In your copy, reproduce each entry exactly and include no picture.

★ ★ ★

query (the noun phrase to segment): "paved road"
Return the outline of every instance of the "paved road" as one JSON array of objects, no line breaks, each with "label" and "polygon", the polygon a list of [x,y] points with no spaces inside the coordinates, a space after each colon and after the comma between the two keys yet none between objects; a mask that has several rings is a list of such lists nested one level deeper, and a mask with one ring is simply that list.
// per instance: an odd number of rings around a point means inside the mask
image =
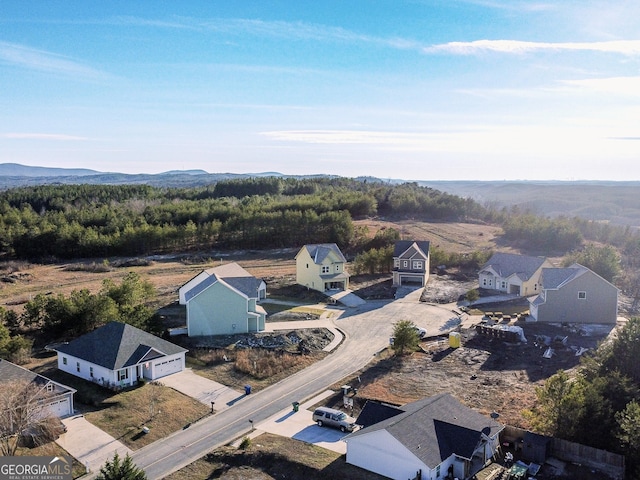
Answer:
[{"label": "paved road", "polygon": [[[134,462],[150,480],[179,470],[251,431],[252,425],[325,390],[328,386],[364,367],[389,343],[393,323],[412,320],[435,333],[453,326],[454,316],[446,307],[418,302],[419,292],[397,300],[370,301],[345,310],[335,324],[345,333],[343,344],[331,355],[286,380],[258,393],[247,395],[233,408],[193,424],[158,442],[137,450]],[[252,422],[253,423],[252,423]]]}]

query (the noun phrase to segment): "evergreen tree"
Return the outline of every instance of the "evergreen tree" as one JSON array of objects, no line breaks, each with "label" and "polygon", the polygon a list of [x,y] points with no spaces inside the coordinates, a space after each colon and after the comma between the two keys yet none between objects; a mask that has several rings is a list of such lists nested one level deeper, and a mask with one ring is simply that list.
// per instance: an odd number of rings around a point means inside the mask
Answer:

★ ★ ★

* [Result for this exercise]:
query (the noun phrase to segment): "paved road"
Return the outline of every instance of the "paved road" as one JSON array of objects, no line breaks, each with "label" and "polygon", the polygon a list of [x,y] points with no spaces inside the coordinates, a space after each colon and after the comma between the two keys yet none between objects; a mask that has several rings is a list of such lists nested one level deeper, and a mask with one ring is simply that list.
// per instance: an odd number of rings around a point means inside the mask
image =
Answer:
[{"label": "paved road", "polygon": [[[134,462],[150,480],[179,470],[251,431],[252,425],[325,390],[328,386],[364,367],[389,343],[393,323],[412,320],[435,333],[453,326],[454,316],[446,307],[418,302],[419,292],[397,300],[370,301],[345,310],[335,324],[345,333],[343,344],[331,355],[286,380],[258,393],[247,395],[233,408],[193,424],[158,442],[137,450]],[[252,422],[253,423],[252,423]]]}]

query (the noun phrase to segment): "evergreen tree"
Return the outline of every instance of the "evergreen tree" as one JSON array of objects, no line breaks, each with "label" and "polygon", the polygon a list of [x,y] points with no spaces inside the coordinates, a space after each colon and after the comma between the two keys yet none between objects; a mask that has several rings is a list of such lists nested one level deeper, and a mask with one ring is simply that list.
// per instance: an odd number of rings around a point means inside the mask
Answer:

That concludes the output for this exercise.